-- GIVEN PROBLEM --
Reproduce verbatim every line from the one that includes "Target: tiled floor" to the closing line of the entries; omit everything before it.

-- Labeled-object pointing entries --
■ ■ ■ ■ ■
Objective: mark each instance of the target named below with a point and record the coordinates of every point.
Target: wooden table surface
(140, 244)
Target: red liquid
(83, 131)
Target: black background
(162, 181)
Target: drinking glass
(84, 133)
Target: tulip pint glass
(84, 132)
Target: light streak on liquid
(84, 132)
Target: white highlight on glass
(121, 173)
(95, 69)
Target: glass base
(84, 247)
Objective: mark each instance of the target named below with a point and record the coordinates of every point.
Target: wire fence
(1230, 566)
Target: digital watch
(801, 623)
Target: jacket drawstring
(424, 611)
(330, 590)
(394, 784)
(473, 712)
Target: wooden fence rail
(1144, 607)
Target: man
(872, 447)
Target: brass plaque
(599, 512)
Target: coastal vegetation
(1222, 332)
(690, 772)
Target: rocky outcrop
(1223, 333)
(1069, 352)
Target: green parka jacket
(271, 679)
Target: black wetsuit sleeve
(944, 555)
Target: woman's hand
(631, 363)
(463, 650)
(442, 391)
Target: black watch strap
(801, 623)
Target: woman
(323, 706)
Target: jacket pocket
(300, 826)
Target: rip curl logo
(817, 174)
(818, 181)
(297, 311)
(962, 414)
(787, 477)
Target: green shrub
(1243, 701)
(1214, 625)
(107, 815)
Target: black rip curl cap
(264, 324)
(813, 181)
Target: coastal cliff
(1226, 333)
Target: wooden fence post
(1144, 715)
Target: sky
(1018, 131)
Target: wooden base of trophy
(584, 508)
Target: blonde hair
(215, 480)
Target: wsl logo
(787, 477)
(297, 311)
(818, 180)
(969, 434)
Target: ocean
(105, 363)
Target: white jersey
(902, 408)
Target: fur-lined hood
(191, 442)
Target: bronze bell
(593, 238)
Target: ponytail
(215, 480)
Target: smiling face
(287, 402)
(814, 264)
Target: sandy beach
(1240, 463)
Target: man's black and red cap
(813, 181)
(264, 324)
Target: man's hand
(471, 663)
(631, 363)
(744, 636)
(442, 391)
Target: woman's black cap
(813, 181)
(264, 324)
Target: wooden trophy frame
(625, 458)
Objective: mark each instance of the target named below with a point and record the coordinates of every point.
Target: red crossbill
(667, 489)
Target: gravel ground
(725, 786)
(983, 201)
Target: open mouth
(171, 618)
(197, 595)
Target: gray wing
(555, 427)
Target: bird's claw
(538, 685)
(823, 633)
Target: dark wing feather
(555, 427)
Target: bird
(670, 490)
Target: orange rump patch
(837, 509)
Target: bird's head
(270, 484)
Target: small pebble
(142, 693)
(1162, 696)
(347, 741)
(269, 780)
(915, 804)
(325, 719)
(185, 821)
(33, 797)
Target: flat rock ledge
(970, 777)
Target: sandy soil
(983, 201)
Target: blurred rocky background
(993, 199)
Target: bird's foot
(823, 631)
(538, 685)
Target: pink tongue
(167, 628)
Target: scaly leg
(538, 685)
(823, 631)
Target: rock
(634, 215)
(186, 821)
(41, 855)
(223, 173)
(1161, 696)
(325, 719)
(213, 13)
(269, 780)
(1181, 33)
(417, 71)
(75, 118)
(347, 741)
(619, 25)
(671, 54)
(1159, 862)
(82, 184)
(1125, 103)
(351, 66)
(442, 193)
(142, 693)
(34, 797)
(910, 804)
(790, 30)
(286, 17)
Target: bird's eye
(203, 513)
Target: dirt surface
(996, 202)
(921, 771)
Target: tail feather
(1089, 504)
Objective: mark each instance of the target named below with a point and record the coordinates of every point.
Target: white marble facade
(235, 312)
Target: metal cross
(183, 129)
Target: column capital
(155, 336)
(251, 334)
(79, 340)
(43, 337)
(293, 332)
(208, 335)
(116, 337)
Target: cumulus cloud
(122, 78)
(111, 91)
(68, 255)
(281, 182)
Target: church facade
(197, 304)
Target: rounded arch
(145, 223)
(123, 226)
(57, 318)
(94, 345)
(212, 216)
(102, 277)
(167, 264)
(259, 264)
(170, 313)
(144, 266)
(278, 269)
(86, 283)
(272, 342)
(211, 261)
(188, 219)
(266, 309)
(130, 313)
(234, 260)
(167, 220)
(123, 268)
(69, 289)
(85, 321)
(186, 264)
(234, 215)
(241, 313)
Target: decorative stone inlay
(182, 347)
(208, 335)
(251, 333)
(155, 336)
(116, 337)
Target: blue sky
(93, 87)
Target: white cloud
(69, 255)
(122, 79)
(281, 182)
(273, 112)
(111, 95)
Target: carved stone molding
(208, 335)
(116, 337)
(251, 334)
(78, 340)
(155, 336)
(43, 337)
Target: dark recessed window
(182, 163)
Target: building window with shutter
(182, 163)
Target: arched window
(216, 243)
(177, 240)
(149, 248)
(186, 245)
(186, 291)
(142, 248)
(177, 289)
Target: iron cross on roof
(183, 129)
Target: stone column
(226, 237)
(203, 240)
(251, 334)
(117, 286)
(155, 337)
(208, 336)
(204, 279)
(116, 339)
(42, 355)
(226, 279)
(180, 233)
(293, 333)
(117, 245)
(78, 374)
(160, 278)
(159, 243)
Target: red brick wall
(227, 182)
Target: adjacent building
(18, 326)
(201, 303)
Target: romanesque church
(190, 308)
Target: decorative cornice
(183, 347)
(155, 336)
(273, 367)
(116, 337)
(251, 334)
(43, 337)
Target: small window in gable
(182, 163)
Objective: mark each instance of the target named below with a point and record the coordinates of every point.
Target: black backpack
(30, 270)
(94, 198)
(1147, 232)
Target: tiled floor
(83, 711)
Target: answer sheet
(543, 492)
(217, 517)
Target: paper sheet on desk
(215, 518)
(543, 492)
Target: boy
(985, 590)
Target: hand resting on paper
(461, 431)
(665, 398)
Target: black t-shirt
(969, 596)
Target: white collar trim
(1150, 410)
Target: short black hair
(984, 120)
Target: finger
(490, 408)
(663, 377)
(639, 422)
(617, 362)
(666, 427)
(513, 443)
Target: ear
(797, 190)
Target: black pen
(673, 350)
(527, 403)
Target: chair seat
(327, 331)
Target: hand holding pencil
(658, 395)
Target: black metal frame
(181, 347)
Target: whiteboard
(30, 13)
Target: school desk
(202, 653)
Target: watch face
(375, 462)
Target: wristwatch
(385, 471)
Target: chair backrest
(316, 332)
■ ■ ■ ■ ■
-- FINISHED ANSWER --
Target: tiled floor
(83, 711)
Target: answer sheet
(543, 492)
(217, 517)
Target: paper sheet on desk
(215, 518)
(543, 492)
Target: boy
(985, 590)
Target: hand resting on paper
(461, 431)
(665, 398)
Target: black t-shirt
(969, 596)
Target: white collar trim
(1150, 410)
Target: short black hair
(984, 120)
Target: finger
(490, 408)
(663, 377)
(639, 422)
(617, 362)
(666, 427)
(513, 443)
Target: ear
(797, 190)
Target: black pen
(673, 350)
(527, 403)
Target: chair seat
(327, 331)
Target: hand holding pencil
(658, 395)
Target: black metal frame
(181, 347)
Target: whiteboard
(30, 13)
Target: school desk
(202, 653)
Target: watch face
(375, 462)
Target: wristwatch
(385, 471)
Target: chair backrest
(316, 332)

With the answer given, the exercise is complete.